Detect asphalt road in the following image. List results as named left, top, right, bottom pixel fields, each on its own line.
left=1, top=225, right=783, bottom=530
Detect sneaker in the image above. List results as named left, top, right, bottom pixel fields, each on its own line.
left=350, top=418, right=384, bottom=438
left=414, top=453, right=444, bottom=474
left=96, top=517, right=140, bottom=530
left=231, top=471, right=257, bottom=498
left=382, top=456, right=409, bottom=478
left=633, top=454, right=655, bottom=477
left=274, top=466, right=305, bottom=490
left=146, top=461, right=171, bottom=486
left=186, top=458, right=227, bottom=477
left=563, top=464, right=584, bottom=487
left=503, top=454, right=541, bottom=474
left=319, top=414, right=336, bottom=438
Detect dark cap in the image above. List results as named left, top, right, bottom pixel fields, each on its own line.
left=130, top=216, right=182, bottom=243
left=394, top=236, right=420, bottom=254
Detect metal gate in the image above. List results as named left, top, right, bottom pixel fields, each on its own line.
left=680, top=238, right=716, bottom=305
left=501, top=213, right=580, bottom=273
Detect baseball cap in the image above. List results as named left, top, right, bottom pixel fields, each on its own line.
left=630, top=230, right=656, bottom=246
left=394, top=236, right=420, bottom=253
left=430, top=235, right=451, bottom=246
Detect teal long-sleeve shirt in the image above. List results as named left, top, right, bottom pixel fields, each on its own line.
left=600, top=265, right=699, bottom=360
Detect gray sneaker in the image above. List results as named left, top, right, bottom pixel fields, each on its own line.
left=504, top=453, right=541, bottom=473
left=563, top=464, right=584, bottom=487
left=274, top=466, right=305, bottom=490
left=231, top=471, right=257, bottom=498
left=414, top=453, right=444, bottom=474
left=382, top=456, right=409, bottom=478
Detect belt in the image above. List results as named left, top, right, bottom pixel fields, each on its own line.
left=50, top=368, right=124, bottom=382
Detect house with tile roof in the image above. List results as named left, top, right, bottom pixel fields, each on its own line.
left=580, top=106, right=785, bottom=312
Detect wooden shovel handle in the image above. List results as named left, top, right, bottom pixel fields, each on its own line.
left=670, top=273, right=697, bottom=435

· · ·

The problem:
All of the data shown above should be printed exactly as given.

Answer space:
Detect asphalt road in the following image. List results as named left, top, right, bottom pixel fields, each on its own line.
left=1, top=225, right=783, bottom=530
Detect sneaker in the image above. List results as named left, top, right, bottom pixel fields, each on its own line.
left=350, top=418, right=384, bottom=438
left=414, top=453, right=444, bottom=474
left=96, top=517, right=140, bottom=530
left=231, top=471, right=257, bottom=498
left=382, top=456, right=409, bottom=478
left=633, top=454, right=655, bottom=477
left=274, top=466, right=305, bottom=490
left=146, top=461, right=171, bottom=486
left=186, top=458, right=227, bottom=477
left=563, top=464, right=584, bottom=487
left=503, top=454, right=541, bottom=474
left=319, top=414, right=336, bottom=438
Detect dark cap in the image above. List results as named left, top, right, bottom pixel fields, each on its own line.
left=130, top=216, right=182, bottom=243
left=394, top=236, right=420, bottom=254
Detect metal gate in the image above. List results as named left, top, right, bottom pixel fields, each on its own line.
left=680, top=238, right=716, bottom=305
left=501, top=213, right=580, bottom=273
Detect baseball cap in the image above. List results as named left, top, right, bottom pixel fields, each on its own line.
left=630, top=230, right=656, bottom=246
left=394, top=236, right=420, bottom=253
left=430, top=235, right=451, bottom=246
Detect teal long-sleeve shirt in the image above. List results as named left, top, right, bottom pixel fields, each on its own line.
left=600, top=265, right=699, bottom=360
Detect gray sneaker in the image above. List results as named left, top, right, bottom pixel fields, each on its own line.
left=504, top=453, right=541, bottom=473
left=563, top=464, right=584, bottom=487
left=274, top=466, right=305, bottom=490
left=231, top=471, right=257, bottom=498
left=414, top=453, right=444, bottom=474
left=382, top=456, right=409, bottom=478
Detect belt in the image above. List results as named left, top, right, bottom pixel fields, each on its own line.
left=50, top=368, right=124, bottom=382
Detect house with tile roof in the image above. List results as named left, top, right, bottom pixel fields, each on its own line.
left=580, top=106, right=785, bottom=312
Detect wooden shovel handle in the image above. List results as named left, top, right, bottom pixel fields, each on its own line.
left=670, top=273, right=697, bottom=435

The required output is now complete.